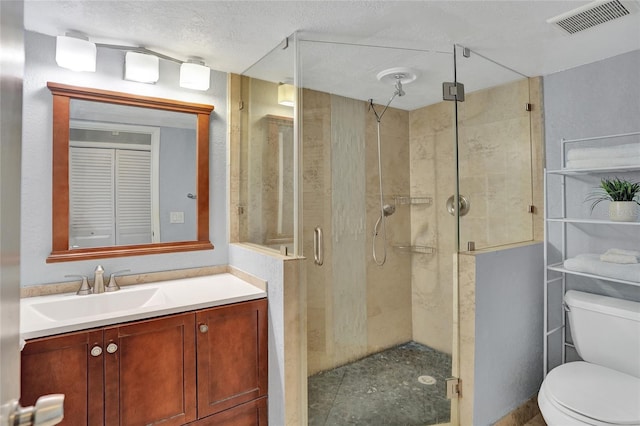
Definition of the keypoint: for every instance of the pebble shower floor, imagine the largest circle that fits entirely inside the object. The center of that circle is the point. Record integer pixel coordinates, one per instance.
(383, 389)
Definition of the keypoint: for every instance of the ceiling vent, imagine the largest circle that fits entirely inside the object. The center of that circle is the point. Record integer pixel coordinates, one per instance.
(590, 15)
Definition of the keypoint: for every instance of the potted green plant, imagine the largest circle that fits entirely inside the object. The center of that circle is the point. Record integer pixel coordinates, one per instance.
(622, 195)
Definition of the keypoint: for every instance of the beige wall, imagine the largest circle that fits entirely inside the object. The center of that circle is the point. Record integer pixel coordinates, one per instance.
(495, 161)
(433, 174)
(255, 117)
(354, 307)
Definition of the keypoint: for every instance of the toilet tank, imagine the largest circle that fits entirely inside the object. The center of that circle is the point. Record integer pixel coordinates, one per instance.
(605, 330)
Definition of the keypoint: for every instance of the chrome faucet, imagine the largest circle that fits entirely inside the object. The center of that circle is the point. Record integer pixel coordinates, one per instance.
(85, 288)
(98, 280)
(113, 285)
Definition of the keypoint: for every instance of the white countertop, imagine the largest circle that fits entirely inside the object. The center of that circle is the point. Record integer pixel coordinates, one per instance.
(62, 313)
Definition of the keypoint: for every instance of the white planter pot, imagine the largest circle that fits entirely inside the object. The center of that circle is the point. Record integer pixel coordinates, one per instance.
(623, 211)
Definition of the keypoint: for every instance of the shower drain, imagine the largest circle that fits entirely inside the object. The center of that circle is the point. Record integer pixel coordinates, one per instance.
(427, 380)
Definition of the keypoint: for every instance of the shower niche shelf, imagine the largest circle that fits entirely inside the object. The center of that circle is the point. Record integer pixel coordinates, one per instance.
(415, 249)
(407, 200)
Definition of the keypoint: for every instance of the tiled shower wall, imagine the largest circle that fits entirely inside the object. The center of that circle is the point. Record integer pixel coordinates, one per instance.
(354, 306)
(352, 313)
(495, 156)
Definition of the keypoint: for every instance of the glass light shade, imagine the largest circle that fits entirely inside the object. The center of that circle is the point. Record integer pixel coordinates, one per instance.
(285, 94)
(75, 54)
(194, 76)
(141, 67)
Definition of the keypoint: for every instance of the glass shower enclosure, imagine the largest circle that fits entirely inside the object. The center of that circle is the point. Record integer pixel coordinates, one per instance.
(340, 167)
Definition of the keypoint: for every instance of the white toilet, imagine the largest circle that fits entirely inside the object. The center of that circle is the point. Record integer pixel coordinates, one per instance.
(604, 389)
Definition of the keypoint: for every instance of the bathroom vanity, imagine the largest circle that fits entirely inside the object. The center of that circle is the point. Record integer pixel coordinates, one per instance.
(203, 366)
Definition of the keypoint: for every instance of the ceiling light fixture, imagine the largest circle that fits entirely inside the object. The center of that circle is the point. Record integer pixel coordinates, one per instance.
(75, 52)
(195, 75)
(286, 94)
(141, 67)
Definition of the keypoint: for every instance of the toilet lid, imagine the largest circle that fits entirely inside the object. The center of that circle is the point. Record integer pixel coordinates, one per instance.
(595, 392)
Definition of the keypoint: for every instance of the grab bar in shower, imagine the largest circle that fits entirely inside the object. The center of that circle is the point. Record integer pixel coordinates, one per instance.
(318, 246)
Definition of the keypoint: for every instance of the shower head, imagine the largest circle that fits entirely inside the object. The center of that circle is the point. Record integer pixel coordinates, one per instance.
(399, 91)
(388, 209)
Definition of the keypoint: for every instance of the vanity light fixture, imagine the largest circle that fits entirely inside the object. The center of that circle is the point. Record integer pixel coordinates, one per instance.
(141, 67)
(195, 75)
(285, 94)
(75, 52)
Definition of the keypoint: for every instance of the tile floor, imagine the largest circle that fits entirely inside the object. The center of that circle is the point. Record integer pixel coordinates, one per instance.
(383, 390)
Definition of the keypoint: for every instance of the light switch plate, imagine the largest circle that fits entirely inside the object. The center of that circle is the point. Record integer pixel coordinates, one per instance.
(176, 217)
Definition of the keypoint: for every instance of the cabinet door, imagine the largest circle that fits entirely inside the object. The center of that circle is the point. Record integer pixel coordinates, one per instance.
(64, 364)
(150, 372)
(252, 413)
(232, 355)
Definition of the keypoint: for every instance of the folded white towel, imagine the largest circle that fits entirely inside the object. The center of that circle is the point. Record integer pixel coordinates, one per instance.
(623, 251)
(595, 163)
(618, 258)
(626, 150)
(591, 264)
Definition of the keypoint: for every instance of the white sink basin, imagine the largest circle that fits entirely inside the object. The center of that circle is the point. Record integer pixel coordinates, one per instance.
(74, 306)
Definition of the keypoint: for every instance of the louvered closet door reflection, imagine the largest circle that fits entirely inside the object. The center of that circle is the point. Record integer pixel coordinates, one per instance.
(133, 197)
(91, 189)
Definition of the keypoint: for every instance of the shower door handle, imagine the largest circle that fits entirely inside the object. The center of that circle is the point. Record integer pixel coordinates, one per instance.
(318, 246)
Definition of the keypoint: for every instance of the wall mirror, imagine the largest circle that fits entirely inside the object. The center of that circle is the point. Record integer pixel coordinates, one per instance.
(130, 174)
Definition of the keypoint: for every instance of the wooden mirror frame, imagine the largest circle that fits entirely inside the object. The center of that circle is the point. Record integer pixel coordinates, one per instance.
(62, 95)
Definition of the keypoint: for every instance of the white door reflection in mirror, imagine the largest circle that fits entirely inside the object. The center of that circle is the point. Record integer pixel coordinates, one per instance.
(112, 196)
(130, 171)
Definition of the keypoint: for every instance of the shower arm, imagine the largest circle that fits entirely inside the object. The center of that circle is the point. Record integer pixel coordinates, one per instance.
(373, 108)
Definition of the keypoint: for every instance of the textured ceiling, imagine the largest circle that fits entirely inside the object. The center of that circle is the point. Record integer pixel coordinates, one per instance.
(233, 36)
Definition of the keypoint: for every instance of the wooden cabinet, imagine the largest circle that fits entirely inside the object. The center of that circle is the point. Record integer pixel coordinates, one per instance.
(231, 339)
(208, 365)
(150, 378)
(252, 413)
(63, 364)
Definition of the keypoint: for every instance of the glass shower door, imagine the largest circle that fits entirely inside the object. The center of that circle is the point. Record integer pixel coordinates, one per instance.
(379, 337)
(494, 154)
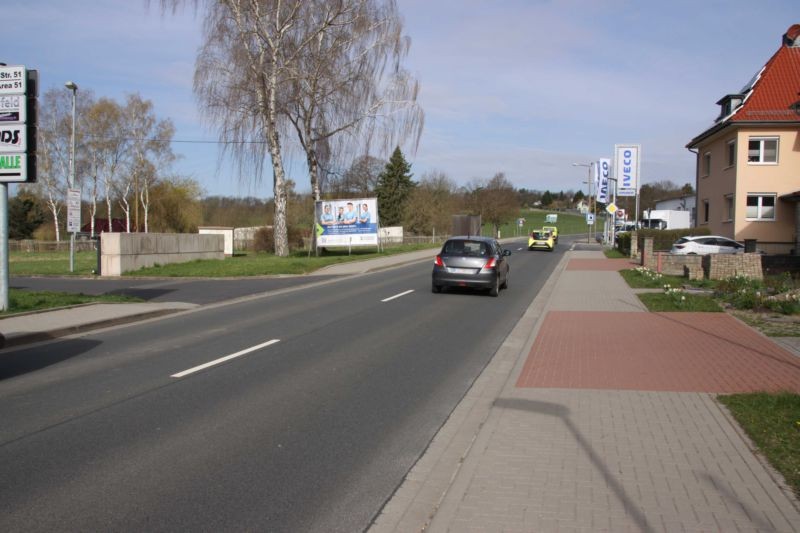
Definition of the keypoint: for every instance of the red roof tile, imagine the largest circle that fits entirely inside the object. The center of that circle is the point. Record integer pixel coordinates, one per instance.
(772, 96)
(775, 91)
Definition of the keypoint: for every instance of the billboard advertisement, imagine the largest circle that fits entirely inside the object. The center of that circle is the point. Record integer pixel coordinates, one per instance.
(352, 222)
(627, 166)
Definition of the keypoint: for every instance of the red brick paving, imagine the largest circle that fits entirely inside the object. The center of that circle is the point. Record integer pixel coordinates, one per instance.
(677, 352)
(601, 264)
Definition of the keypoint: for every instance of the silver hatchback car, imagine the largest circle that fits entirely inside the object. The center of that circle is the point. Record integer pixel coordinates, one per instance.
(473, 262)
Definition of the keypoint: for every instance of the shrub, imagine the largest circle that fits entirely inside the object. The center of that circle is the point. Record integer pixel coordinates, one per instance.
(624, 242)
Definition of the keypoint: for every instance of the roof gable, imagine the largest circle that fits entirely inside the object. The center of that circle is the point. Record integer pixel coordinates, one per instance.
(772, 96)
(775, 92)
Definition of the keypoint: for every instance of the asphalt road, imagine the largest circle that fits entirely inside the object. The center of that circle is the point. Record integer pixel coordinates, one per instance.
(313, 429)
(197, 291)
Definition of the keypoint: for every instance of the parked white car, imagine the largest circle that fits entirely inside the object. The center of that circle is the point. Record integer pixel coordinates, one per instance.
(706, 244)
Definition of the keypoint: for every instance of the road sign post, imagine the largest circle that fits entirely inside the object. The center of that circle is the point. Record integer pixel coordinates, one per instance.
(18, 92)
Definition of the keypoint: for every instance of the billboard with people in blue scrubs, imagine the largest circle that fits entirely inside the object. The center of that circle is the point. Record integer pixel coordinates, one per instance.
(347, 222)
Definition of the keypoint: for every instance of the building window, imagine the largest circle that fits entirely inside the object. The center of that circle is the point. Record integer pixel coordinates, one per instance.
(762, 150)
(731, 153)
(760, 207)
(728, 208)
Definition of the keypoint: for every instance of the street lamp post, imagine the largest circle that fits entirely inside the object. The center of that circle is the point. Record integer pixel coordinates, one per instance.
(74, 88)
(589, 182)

==========

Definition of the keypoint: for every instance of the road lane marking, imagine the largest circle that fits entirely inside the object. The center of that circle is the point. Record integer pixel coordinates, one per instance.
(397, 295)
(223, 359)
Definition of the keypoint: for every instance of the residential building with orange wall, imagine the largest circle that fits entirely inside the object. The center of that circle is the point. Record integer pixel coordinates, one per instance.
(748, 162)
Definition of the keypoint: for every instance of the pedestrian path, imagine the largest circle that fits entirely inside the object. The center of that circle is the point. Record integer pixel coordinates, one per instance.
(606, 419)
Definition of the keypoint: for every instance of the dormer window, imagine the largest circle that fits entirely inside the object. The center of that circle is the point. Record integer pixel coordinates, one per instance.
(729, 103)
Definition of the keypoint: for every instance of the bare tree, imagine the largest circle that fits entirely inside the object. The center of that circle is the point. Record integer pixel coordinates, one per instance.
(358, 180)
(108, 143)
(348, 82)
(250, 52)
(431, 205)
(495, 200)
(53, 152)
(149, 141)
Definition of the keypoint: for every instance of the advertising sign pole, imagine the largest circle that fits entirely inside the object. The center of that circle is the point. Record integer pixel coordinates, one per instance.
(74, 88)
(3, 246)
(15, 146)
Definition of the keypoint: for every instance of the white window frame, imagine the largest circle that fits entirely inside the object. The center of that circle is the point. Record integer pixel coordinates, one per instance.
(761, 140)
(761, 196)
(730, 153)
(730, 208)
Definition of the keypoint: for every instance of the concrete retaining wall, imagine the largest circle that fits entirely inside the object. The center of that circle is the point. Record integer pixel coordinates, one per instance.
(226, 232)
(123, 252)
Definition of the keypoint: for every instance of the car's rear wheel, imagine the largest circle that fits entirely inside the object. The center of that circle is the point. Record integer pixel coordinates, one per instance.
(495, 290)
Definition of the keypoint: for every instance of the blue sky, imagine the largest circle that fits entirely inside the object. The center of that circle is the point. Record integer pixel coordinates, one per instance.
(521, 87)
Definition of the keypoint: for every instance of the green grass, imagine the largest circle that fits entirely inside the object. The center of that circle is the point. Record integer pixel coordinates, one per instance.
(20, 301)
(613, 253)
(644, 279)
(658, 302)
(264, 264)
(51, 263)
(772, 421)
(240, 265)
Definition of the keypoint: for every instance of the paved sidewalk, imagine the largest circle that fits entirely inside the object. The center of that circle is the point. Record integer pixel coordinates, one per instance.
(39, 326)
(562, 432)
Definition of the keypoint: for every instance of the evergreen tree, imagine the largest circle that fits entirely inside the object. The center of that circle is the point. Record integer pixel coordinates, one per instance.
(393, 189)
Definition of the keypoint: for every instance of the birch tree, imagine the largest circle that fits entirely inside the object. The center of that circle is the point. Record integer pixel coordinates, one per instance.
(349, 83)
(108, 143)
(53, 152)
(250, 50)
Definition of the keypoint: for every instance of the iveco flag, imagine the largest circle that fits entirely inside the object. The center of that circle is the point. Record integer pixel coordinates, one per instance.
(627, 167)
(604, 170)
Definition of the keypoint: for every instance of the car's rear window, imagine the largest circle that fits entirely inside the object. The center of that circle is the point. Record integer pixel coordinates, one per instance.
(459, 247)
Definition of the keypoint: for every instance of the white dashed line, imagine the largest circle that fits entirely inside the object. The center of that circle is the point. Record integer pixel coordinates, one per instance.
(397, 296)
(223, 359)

==========

Select every line in the records above that contains the word "cabinet", and copy each one in full. Case counts.

**Output of the exercise**
Definition of the keypoint: for every instance of the cabinet door, imagine the largest circle that fits entirely inside the object. The center of that circle is the point. Record integer pixel coordinates, one per instance.
Definition of the keypoint: for every instance of the wooden cabinet, imagine the largest circle that fits entirely inside the object. The center of that circle is the point. Record integer pixel coordinates, one per instance.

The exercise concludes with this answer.